§ **Action item**
Output the entries exactly.

Extracted records:
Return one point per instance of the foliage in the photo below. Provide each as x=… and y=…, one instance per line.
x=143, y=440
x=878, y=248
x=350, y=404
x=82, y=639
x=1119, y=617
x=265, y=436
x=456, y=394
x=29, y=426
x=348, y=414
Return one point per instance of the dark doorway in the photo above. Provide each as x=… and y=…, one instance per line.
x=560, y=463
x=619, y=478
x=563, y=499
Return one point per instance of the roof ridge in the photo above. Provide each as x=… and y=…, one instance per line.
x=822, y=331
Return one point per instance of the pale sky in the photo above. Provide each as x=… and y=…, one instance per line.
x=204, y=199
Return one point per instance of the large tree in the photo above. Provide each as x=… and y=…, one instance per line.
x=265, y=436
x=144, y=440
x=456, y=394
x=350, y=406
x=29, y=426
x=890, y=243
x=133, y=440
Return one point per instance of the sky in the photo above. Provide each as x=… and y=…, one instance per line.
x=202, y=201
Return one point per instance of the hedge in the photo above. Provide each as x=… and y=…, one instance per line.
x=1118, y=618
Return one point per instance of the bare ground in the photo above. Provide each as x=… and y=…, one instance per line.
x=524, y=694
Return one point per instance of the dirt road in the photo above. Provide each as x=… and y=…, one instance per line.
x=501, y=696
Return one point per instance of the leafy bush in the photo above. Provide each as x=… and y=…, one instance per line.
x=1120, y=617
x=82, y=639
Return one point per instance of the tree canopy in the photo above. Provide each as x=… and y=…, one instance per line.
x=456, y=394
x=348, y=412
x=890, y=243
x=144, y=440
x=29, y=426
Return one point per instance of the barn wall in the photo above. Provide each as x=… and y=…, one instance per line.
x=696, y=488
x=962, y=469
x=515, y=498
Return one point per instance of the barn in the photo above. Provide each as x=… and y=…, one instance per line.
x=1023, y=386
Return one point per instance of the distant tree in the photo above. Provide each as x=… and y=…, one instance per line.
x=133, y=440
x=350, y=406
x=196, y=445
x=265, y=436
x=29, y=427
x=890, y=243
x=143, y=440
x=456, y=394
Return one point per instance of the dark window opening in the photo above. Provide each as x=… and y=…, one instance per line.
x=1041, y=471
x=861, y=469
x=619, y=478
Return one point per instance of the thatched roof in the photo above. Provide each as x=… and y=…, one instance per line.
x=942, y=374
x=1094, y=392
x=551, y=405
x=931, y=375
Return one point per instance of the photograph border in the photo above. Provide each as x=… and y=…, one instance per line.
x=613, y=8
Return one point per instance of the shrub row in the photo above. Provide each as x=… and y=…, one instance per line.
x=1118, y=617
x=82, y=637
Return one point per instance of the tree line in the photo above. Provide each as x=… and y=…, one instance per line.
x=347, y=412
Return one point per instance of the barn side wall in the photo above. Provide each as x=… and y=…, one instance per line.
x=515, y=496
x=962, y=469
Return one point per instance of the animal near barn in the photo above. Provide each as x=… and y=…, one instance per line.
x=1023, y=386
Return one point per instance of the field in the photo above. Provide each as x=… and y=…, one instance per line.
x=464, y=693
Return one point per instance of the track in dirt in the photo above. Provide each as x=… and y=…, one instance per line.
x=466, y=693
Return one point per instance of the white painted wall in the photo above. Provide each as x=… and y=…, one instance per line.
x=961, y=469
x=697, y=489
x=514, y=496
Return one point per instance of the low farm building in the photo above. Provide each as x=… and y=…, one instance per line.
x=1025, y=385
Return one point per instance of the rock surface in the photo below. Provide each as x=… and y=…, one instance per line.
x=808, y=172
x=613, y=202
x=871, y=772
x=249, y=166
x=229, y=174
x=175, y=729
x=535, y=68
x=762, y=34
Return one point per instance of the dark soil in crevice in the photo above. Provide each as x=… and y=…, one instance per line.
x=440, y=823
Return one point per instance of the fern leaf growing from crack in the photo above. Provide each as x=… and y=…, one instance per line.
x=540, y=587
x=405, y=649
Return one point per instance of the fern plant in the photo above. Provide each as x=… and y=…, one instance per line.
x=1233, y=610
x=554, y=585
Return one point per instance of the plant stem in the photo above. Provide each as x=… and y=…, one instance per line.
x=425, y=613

§ **Answer space**
Return one point per instance of the foliage in the photo below. Provide each as x=… and y=…, one instance per line.
x=143, y=440
x=878, y=248
x=350, y=404
x=82, y=639
x=1119, y=617
x=265, y=436
x=456, y=394
x=29, y=426
x=348, y=414
Return one point per instance of the dark doorway in the photo above. Provide each as x=… and y=…, one instance per line.
x=560, y=463
x=619, y=478
x=563, y=499
Return one point per instance of the roof ridge in the photo above. Provide each as x=… and y=…, one instance per line.
x=822, y=331
Return one point per instance of the pale sky in the photo above. Provide each as x=… and y=…, one instance per line.
x=204, y=199
Return one point per instance of the large tree in the photo above. Provide each as x=… and y=…, one instance per line.
x=265, y=436
x=144, y=440
x=456, y=394
x=350, y=406
x=29, y=426
x=890, y=243
x=133, y=440
Return one point per instance of the sky in the photo above. Provide each as x=… and y=…, one instance per line.
x=202, y=201
Return one point per instance of the hedge in the photo above. Provide each as x=… and y=…, one instance per line.
x=1118, y=618
Return one point per instance of the bare ground in the photo above. Provide each as x=… and y=…, one instance per line.
x=524, y=694
Return one point per instance of the dirt road in the photo above. Provide each as x=… and y=…, one instance per line.
x=501, y=696
Return one point per instance of the leafy bush in the photo above. Provide each as x=… and y=…, one instance per line.
x=1120, y=617
x=82, y=639
Return one point per instance of the tree canopy in the photo above. Provide each as x=… and y=…, one instance per line.
x=456, y=394
x=348, y=412
x=890, y=243
x=144, y=440
x=29, y=426
Return one point per instance of the barn wall in the photo above. Provide each as x=… and y=…, one instance per line.
x=696, y=488
x=962, y=469
x=515, y=498
Return one point per instance of the barn in the photo above. Provide each as x=… and y=…, one instance per line.
x=1023, y=386
Return one point per instance of the distant tree in the photo above. Provide each as x=… and y=…, one instance per line.
x=133, y=440
x=350, y=406
x=196, y=445
x=265, y=436
x=29, y=427
x=890, y=243
x=143, y=440
x=456, y=394
Return one point per instance of the dark window opening in the photo above. Provide each as x=… and y=…, one instance per line.
x=1041, y=471
x=861, y=469
x=619, y=478
Return one point per instance of the thatched roof in the photo above. Provide each as x=… and y=…, one instance per line.
x=942, y=374
x=1094, y=392
x=551, y=405
x=931, y=375
Return one point per instance of the photograph border in the photo above. Provide each as x=… and y=…, one instance per line.
x=613, y=8
Return one point per instance of the shrub row in the photo above. Provide each as x=… and y=…, one instance per line.
x=1118, y=617
x=82, y=637
Return one point per instance of the tree line in the photo above. Provide each as x=… and y=…, one instance per line.
x=347, y=412
Return one point per instance of the barn side wall in the photo above. Provide each as x=… and y=…, one instance per line.
x=515, y=496
x=962, y=469
Return one point per instance of the animal near barn in the photo above. Provide each as x=… and y=…, one instance per line.
x=1023, y=386
Return one point per instance of the field in the photo above. Provide each as x=… and y=…, one instance per line.
x=464, y=693
Return one point per instance of the track in dirt in the photo above. Provide each as x=… and y=…, one instance per line.
x=466, y=693
Return one point per instance of the white painted wall in the photo above. Provide each as x=… and y=…, one instance per line.
x=961, y=469
x=697, y=489
x=514, y=496
Return one point per instance of the low farm building in the photo above. Provide each as x=… and y=…, one instance per line.
x=1025, y=385
Return one point per instance of the rock surface in the photo below. Provide each as x=… and y=…, one instance per line.
x=808, y=172
x=613, y=202
x=871, y=772
x=249, y=166
x=229, y=174
x=175, y=729
x=535, y=68
x=762, y=34
Return one point per instance of the dark soil in crevice in the photo above. Provide each as x=… and y=…, one instance per line.
x=440, y=823
Return one point per instance of the fern leaf growing from crack in the photo above. Provide each as x=… and y=…, one instance per line.
x=540, y=587
x=405, y=649
Return one point per instance of the fern plant in the photo above. Provide each as x=… and y=…, one instance per line.
x=1233, y=610
x=554, y=585
Return one point per instance of the plant stem in the photo above. Provide each as x=… and y=…, one instance per line.
x=425, y=613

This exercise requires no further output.